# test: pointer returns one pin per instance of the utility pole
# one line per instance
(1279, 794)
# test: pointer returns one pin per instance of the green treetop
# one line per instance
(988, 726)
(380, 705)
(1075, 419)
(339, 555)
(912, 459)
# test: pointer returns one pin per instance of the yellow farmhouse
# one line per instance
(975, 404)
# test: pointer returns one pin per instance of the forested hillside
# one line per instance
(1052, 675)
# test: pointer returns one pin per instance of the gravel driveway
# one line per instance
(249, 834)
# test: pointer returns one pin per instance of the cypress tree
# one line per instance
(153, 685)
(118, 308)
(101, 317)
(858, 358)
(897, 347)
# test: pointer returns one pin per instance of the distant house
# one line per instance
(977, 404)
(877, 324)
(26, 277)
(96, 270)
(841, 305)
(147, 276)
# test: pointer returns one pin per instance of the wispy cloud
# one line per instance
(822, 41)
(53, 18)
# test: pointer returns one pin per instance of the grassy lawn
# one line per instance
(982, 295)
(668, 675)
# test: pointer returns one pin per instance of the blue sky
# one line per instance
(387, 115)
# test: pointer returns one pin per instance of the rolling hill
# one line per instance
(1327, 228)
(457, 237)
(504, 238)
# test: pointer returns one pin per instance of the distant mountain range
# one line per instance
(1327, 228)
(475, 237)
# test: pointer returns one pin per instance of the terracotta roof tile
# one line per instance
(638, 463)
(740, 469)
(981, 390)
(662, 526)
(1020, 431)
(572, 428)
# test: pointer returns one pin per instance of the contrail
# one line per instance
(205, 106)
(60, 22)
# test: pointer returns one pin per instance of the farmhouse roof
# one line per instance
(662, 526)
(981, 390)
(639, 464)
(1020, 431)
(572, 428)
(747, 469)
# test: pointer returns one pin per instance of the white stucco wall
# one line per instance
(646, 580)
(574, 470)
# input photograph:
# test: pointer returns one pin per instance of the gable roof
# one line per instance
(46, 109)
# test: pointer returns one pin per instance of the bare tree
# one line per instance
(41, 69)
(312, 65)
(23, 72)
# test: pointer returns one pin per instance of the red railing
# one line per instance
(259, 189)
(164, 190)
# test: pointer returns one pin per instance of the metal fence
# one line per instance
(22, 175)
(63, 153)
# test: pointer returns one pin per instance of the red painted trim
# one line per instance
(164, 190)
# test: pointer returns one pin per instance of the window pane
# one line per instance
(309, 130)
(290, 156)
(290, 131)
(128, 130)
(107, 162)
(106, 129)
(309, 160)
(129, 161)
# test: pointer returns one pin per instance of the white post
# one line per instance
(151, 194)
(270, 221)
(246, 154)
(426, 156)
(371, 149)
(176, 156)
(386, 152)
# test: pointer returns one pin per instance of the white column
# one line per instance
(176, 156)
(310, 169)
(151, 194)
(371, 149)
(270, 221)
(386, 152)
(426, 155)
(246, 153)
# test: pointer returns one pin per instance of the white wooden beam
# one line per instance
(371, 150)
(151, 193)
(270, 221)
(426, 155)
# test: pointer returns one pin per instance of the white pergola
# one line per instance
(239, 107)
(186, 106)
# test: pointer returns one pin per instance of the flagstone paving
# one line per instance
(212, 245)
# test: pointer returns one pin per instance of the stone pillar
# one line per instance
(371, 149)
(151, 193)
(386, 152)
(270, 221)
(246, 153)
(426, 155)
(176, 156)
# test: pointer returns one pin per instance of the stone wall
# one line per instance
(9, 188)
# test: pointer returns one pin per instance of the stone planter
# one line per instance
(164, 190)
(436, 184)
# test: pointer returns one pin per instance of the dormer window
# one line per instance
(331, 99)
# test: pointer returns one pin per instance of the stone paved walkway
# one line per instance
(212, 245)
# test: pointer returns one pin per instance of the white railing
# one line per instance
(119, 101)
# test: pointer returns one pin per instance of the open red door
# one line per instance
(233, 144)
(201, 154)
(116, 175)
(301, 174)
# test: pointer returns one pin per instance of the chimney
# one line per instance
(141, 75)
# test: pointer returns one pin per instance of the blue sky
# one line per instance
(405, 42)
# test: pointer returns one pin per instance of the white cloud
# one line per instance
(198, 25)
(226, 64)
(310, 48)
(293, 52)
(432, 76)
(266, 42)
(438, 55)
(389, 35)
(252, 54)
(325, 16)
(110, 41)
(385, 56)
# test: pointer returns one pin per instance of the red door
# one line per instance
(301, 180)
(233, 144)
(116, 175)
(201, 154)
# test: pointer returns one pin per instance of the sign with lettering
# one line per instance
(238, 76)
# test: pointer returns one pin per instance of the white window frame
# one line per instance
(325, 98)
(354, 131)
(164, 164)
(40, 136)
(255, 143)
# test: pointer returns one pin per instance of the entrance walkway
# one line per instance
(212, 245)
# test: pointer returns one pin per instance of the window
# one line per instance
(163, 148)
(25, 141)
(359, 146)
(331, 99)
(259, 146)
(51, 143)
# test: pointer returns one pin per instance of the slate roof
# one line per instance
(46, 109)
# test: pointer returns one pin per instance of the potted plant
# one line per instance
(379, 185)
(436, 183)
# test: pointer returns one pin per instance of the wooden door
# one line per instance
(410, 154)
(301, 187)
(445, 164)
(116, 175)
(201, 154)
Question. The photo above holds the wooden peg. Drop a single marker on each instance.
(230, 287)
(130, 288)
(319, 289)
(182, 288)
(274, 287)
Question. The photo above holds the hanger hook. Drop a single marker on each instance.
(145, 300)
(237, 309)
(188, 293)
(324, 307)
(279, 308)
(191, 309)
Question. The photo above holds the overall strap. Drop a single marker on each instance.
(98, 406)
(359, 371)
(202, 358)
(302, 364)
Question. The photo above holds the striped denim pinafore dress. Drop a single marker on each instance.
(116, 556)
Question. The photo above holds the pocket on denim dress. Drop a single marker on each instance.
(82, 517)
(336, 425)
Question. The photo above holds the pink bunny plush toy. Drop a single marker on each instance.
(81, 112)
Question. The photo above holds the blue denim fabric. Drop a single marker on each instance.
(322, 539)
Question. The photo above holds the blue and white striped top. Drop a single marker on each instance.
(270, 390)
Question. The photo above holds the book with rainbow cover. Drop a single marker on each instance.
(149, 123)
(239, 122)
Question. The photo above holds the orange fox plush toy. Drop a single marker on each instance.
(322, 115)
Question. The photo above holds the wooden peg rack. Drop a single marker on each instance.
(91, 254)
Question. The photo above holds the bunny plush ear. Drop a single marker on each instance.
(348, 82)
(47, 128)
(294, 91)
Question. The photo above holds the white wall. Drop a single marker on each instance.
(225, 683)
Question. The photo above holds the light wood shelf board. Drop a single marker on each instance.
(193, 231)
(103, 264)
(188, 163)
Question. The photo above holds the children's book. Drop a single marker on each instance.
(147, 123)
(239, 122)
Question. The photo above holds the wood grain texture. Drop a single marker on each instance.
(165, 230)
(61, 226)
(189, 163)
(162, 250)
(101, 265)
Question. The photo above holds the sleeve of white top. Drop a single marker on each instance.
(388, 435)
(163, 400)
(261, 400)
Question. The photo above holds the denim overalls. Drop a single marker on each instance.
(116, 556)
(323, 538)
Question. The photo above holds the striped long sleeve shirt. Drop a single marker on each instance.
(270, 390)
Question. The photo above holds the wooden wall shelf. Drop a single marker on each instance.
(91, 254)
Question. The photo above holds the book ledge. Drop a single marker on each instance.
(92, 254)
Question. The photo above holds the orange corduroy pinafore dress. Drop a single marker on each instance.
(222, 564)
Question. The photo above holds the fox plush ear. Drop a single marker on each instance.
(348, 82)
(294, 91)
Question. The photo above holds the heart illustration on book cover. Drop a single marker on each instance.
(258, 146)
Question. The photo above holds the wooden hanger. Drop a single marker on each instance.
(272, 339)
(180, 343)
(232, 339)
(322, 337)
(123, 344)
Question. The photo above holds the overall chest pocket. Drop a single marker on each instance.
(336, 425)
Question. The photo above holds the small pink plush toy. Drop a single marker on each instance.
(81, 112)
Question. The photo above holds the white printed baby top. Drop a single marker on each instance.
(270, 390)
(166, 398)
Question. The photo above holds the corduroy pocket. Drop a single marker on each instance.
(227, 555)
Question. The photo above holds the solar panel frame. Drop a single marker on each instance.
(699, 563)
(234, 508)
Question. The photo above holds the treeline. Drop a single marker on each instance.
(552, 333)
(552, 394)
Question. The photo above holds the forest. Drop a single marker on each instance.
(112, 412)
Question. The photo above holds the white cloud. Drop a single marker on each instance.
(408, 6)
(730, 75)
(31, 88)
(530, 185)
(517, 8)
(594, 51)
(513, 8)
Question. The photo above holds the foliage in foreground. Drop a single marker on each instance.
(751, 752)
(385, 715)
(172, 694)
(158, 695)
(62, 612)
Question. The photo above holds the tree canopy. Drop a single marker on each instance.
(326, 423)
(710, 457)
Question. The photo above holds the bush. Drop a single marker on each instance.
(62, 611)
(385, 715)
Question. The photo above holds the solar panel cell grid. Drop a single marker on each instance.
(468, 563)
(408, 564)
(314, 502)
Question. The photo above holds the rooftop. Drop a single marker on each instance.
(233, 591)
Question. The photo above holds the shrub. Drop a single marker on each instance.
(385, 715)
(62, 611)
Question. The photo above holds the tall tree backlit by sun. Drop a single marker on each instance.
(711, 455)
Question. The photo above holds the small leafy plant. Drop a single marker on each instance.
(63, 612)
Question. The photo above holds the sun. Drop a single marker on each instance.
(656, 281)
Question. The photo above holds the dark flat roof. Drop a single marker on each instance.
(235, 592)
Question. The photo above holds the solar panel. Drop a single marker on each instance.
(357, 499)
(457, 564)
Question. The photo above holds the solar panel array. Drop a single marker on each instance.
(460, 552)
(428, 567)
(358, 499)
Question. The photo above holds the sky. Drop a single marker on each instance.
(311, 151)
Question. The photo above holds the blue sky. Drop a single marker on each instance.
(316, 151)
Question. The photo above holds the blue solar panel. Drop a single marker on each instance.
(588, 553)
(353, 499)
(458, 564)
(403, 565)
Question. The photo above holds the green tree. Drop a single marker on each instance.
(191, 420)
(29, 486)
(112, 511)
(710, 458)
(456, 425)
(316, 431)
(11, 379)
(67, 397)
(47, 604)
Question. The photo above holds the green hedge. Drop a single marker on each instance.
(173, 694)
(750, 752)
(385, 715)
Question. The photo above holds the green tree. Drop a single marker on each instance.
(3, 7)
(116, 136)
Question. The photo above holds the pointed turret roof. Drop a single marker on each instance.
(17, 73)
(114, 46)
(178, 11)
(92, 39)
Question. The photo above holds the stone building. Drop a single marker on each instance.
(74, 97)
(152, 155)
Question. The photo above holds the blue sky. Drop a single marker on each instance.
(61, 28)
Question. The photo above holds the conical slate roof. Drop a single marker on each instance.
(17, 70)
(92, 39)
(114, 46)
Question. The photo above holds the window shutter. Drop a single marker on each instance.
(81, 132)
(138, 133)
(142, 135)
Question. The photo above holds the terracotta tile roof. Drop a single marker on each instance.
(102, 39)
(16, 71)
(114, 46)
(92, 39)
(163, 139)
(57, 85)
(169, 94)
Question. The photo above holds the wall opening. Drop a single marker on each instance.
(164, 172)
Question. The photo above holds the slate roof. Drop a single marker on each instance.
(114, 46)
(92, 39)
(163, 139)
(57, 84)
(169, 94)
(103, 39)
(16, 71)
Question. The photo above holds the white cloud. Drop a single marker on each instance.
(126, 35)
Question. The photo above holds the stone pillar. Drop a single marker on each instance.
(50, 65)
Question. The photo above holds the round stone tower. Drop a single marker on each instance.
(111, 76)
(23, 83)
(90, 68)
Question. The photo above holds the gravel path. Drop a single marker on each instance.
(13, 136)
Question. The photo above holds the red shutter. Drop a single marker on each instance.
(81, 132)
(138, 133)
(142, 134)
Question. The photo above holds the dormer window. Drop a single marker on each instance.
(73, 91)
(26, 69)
----------------
--- Task ---
When you reach the line holding "the white column" in the records above, begin reproducing exactly, stop after the line holding "of the stone pillar", and output nothing else.

--- Reply to the exercise ---
# test: pointer returns one pin per instance of the white column
# one line per instance
(176, 156)
(310, 169)
(151, 194)
(371, 149)
(270, 221)
(386, 152)
(426, 155)
(246, 153)
# test: pointer returns one pin per instance of the white wooden beam
# one line per instance
(371, 150)
(151, 193)
(270, 221)
(426, 155)
# test: pointer returns one pin per instance of the white pergola
# one line per instance
(239, 107)
(186, 106)
# test: pointer returns one pin per instance of the flagstone paving
# one line per instance
(212, 245)
# test: pointer returns one pin per instance of the stone pillar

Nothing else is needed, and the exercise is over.